-- Problem --
Within the entries below, every line containing "hillside" is to be copied.

-- Information shown --
- - - - - - -

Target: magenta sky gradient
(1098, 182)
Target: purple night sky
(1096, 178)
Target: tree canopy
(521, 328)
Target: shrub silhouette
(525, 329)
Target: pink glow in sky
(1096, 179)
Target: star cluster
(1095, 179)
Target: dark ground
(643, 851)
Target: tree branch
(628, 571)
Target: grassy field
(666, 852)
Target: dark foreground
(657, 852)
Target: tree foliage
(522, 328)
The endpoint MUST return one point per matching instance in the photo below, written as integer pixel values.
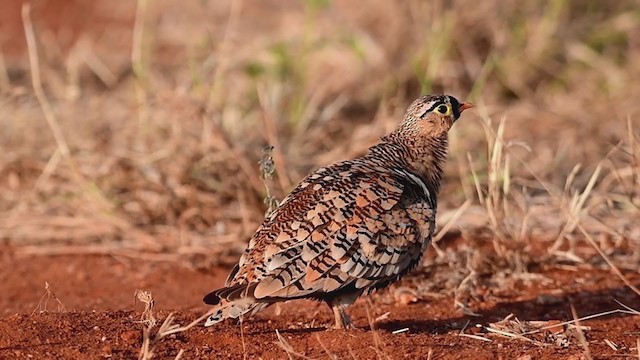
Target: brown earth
(100, 316)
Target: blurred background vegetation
(154, 114)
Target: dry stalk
(326, 350)
(36, 81)
(494, 195)
(147, 317)
(377, 342)
(167, 328)
(44, 299)
(267, 171)
(448, 226)
(5, 82)
(291, 352)
(581, 337)
(575, 206)
(604, 256)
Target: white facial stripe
(415, 179)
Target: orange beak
(465, 106)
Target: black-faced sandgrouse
(351, 227)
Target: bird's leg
(342, 319)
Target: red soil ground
(101, 316)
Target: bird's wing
(349, 224)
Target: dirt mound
(98, 317)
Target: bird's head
(433, 115)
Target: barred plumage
(351, 227)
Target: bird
(349, 228)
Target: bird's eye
(443, 109)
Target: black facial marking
(455, 107)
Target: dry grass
(157, 150)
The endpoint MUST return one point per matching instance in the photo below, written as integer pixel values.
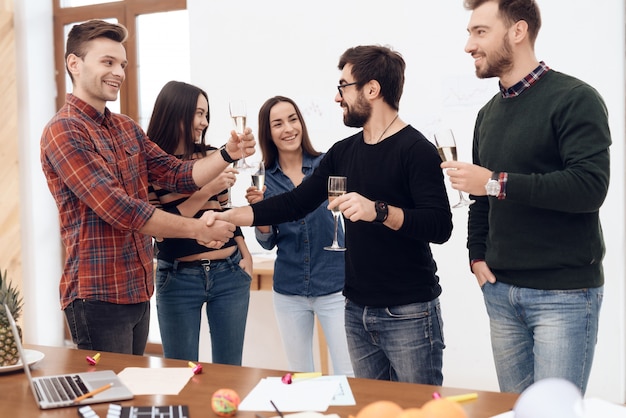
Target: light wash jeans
(296, 321)
(399, 343)
(536, 334)
(181, 292)
(103, 326)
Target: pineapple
(10, 295)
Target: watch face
(492, 187)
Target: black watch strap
(382, 211)
(226, 156)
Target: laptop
(60, 390)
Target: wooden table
(16, 399)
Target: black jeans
(102, 326)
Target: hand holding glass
(446, 146)
(336, 187)
(238, 113)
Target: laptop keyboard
(63, 388)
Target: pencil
(280, 414)
(462, 398)
(93, 392)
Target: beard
(499, 63)
(357, 115)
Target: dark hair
(513, 11)
(81, 34)
(172, 117)
(375, 62)
(268, 148)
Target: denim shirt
(302, 265)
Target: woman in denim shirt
(308, 280)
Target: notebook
(61, 390)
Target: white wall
(261, 49)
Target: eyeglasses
(341, 86)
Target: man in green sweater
(540, 175)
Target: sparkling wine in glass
(239, 114)
(336, 187)
(446, 146)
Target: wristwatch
(226, 156)
(382, 211)
(493, 185)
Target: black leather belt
(197, 263)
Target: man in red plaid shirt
(98, 166)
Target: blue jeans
(103, 326)
(181, 293)
(536, 334)
(400, 343)
(296, 321)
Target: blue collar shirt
(302, 265)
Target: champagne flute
(258, 175)
(446, 146)
(336, 187)
(229, 202)
(238, 113)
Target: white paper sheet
(155, 381)
(307, 395)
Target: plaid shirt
(98, 167)
(525, 83)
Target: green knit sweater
(553, 141)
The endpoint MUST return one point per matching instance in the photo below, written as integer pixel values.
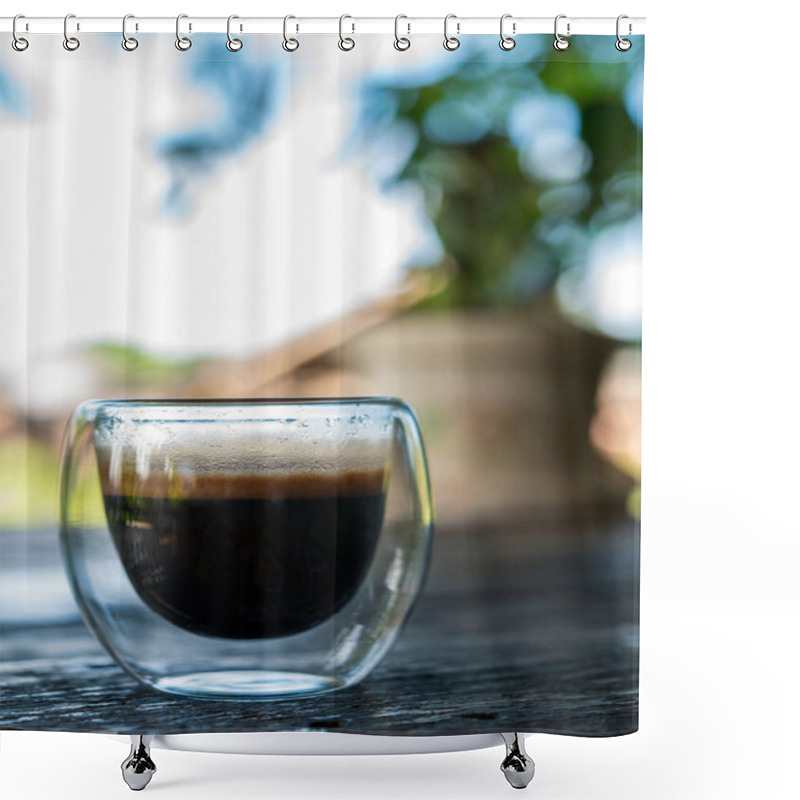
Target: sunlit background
(462, 230)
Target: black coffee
(249, 557)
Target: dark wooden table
(522, 626)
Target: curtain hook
(621, 44)
(181, 42)
(346, 42)
(128, 42)
(233, 44)
(451, 42)
(19, 43)
(401, 42)
(71, 43)
(289, 44)
(560, 42)
(507, 42)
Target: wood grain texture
(527, 626)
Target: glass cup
(245, 548)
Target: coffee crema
(246, 556)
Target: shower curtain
(458, 228)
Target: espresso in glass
(247, 556)
(245, 549)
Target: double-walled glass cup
(245, 548)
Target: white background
(719, 687)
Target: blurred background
(462, 230)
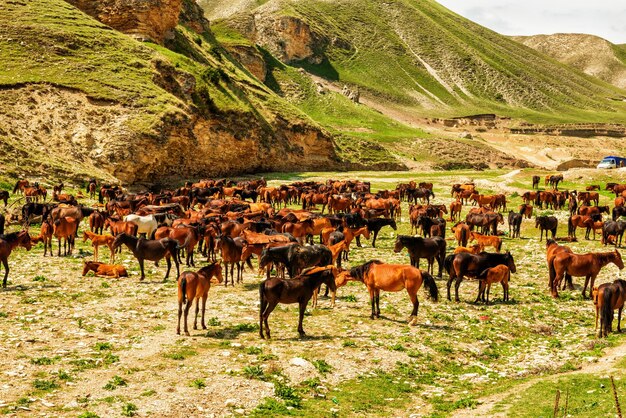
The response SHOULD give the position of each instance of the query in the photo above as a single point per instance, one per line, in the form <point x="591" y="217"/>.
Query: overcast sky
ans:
<point x="605" y="18"/>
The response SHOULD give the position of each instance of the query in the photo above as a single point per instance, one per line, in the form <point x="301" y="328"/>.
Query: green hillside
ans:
<point x="418" y="55"/>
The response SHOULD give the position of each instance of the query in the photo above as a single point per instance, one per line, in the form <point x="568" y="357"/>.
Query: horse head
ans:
<point x="399" y="245"/>
<point x="510" y="262"/>
<point x="617" y="260"/>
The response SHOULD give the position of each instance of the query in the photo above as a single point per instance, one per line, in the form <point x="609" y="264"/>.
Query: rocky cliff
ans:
<point x="144" y="19"/>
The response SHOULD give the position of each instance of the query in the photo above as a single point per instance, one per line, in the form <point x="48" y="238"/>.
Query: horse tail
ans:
<point x="606" y="312"/>
<point x="183" y="288"/>
<point x="463" y="237"/>
<point x="570" y="226"/>
<point x="431" y="286"/>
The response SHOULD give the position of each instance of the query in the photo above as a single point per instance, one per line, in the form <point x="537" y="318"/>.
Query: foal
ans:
<point x="193" y="286"/>
<point x="97" y="241"/>
<point x="297" y="290"/>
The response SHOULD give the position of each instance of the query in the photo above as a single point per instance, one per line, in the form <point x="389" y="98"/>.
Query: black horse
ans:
<point x="152" y="250"/>
<point x="617" y="212"/>
<point x="428" y="248"/>
<point x="472" y="265"/>
<point x="36" y="209"/>
<point x="245" y="194"/>
<point x="615" y="228"/>
<point x="375" y="225"/>
<point x="515" y="224"/>
<point x="546" y="223"/>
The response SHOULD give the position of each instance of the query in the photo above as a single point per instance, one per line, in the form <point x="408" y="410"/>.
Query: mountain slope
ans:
<point x="79" y="99"/>
<point x="590" y="54"/>
<point x="419" y="56"/>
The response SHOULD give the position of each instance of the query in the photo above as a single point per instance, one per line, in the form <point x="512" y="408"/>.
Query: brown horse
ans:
<point x="455" y="210"/>
<point x="378" y="276"/>
<point x="486" y="241"/>
<point x="195" y="286"/>
<point x="152" y="250"/>
<point x="104" y="270"/>
<point x="45" y="236"/>
<point x="606" y="298"/>
<point x="583" y="265"/>
<point x="297" y="290"/>
<point x="65" y="229"/>
<point x="97" y="241"/>
<point x="552" y="249"/>
<point x="8" y="243"/>
<point x="497" y="274"/>
<point x="461" y="233"/>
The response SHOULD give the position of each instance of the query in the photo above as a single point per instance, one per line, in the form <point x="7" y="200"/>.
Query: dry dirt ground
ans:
<point x="87" y="346"/>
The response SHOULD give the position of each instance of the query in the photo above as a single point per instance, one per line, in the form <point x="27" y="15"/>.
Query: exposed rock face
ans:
<point x="192" y="16"/>
<point x="250" y="58"/>
<point x="288" y="38"/>
<point x="62" y="126"/>
<point x="144" y="19"/>
<point x="590" y="54"/>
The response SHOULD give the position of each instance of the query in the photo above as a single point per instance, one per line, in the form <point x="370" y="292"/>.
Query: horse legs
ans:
<point x="266" y="314"/>
<point x="195" y="319"/>
<point x="413" y="296"/>
<point x="180" y="313"/>
<point x="456" y="288"/>
<point x="373" y="302"/>
<point x="5" y="263"/>
<point x="301" y="318"/>
<point x="187" y="307"/>
<point x="169" y="266"/>
<point x="143" y="276"/>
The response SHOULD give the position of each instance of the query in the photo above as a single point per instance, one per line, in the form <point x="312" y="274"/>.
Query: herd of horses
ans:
<point x="246" y="219"/>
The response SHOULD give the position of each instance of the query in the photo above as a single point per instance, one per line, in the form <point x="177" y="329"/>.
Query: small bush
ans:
<point x="129" y="410"/>
<point x="45" y="385"/>
<point x="114" y="383"/>
<point x="322" y="366"/>
<point x="198" y="384"/>
<point x="253" y="372"/>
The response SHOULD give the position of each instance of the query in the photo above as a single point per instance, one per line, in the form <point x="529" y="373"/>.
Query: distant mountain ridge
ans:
<point x="588" y="53"/>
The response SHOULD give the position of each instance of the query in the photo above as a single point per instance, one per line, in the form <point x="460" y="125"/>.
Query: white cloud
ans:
<point x="603" y="18"/>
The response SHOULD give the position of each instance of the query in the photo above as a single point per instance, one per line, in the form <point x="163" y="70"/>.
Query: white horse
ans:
<point x="145" y="224"/>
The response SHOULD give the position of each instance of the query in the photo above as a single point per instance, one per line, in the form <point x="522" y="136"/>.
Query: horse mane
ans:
<point x="359" y="271"/>
<point x="10" y="237"/>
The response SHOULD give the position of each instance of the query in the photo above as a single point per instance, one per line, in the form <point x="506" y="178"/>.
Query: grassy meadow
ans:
<point x="88" y="346"/>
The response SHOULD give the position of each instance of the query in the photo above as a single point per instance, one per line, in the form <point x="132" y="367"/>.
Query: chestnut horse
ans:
<point x="583" y="265"/>
<point x="97" y="241"/>
<point x="607" y="297"/>
<point x="104" y="270"/>
<point x="152" y="250"/>
<point x="195" y="286"/>
<point x="497" y="274"/>
<point x="378" y="276"/>
<point x="297" y="290"/>
<point x="8" y="243"/>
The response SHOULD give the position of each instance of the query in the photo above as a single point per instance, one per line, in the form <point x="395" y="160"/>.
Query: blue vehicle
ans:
<point x="612" y="162"/>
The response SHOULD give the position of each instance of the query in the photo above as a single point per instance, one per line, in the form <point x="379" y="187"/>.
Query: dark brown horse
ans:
<point x="195" y="286"/>
<point x="378" y="276"/>
<point x="152" y="250"/>
<point x="546" y="223"/>
<point x="8" y="243"/>
<point x="464" y="265"/>
<point x="297" y="290"/>
<point x="429" y="248"/>
<point x="607" y="297"/>
<point x="583" y="265"/>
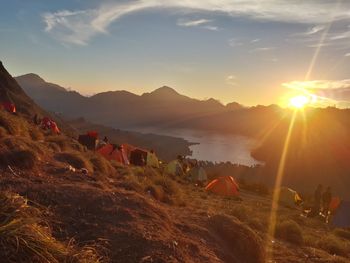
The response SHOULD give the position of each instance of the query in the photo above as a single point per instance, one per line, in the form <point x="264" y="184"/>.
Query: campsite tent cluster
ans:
<point x="45" y="123"/>
<point x="124" y="153"/>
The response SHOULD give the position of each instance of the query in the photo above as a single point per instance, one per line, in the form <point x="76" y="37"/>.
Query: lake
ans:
<point x="212" y="146"/>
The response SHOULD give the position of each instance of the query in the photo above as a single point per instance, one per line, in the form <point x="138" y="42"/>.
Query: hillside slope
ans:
<point x="133" y="214"/>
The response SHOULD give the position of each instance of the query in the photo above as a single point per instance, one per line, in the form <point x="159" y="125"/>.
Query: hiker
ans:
<point x="36" y="119"/>
<point x="317" y="201"/>
<point x="152" y="159"/>
<point x="326" y="201"/>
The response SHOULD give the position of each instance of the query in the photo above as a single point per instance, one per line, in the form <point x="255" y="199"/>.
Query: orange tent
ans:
<point x="8" y="106"/>
<point x="333" y="206"/>
<point x="48" y="124"/>
<point x="224" y="185"/>
<point x="114" y="152"/>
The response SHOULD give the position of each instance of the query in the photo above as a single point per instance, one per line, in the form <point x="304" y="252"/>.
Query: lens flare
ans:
<point x="299" y="101"/>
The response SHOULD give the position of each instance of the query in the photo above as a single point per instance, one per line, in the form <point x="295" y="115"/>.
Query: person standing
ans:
<point x="326" y="201"/>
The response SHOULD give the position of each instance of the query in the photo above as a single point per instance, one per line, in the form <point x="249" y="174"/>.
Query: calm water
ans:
<point x="214" y="147"/>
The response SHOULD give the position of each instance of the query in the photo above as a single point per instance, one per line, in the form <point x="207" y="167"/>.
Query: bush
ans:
<point x="24" y="159"/>
<point x="101" y="165"/>
<point x="26" y="237"/>
<point x="257" y="188"/>
<point x="36" y="134"/>
<point x="290" y="231"/>
<point x="343" y="233"/>
<point x="60" y="141"/>
<point x="245" y="245"/>
<point x="3" y="132"/>
<point x="334" y="246"/>
<point x="75" y="159"/>
<point x="13" y="124"/>
<point x="241" y="212"/>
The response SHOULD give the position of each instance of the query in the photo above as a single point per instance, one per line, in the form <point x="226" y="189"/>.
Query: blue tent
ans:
<point x="342" y="215"/>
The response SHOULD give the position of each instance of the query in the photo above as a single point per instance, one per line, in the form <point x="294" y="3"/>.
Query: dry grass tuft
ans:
<point x="12" y="124"/>
<point x="290" y="231"/>
<point x="75" y="159"/>
<point x="24" y="159"/>
<point x="60" y="141"/>
<point x="101" y="165"/>
<point x="26" y="237"/>
<point x="334" y="245"/>
<point x="342" y="233"/>
<point x="244" y="244"/>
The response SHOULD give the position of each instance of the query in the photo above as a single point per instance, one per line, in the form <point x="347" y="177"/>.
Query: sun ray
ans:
<point x="277" y="186"/>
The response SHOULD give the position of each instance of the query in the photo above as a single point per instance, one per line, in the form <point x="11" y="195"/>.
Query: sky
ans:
<point x="248" y="51"/>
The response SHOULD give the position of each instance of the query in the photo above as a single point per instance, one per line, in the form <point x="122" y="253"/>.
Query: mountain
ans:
<point x="163" y="107"/>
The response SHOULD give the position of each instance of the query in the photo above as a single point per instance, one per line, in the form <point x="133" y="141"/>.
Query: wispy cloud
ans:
<point x="318" y="84"/>
<point x="314" y="30"/>
<point x="78" y="27"/>
<point x="189" y="23"/>
<point x="235" y="42"/>
<point x="255" y="40"/>
<point x="261" y="49"/>
<point x="231" y="80"/>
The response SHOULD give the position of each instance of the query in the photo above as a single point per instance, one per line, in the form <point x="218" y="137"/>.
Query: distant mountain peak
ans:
<point x="31" y="77"/>
<point x="165" y="90"/>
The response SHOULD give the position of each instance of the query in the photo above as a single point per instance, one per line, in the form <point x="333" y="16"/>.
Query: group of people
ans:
<point x="322" y="201"/>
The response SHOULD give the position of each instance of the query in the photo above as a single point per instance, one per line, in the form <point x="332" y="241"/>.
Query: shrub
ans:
<point x="241" y="212"/>
<point x="24" y="159"/>
<point x="257" y="188"/>
<point x="26" y="237"/>
<point x="60" y="141"/>
<point x="13" y="124"/>
<point x="343" y="233"/>
<point x="3" y="132"/>
<point x="169" y="186"/>
<point x="36" y="134"/>
<point x="75" y="159"/>
<point x="245" y="245"/>
<point x="101" y="165"/>
<point x="333" y="245"/>
<point x="289" y="231"/>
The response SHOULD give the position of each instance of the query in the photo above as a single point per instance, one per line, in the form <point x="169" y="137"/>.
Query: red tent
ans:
<point x="114" y="152"/>
<point x="92" y="134"/>
<point x="48" y="124"/>
<point x="8" y="106"/>
<point x="224" y="185"/>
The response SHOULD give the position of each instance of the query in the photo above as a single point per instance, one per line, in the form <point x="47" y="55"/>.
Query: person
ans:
<point x="315" y="210"/>
<point x="326" y="201"/>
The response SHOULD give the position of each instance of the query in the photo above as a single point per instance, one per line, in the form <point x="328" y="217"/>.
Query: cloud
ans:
<point x="78" y="27"/>
<point x="318" y="84"/>
<point x="190" y="23"/>
<point x="231" y="80"/>
<point x="255" y="40"/>
<point x="331" y="92"/>
<point x="261" y="49"/>
<point x="235" y="42"/>
<point x="314" y="30"/>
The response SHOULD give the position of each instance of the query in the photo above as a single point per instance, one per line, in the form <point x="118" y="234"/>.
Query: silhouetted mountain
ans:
<point x="163" y="107"/>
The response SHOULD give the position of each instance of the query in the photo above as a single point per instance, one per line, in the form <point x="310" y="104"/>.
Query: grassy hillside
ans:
<point x="132" y="214"/>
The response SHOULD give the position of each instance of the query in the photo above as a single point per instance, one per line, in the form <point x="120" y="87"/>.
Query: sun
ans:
<point x="299" y="101"/>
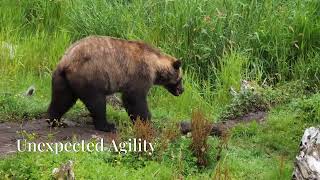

- - - - - - -

-- Completed exercise --
Query: green hillside
Query: hillside slope
Query: grassy hillside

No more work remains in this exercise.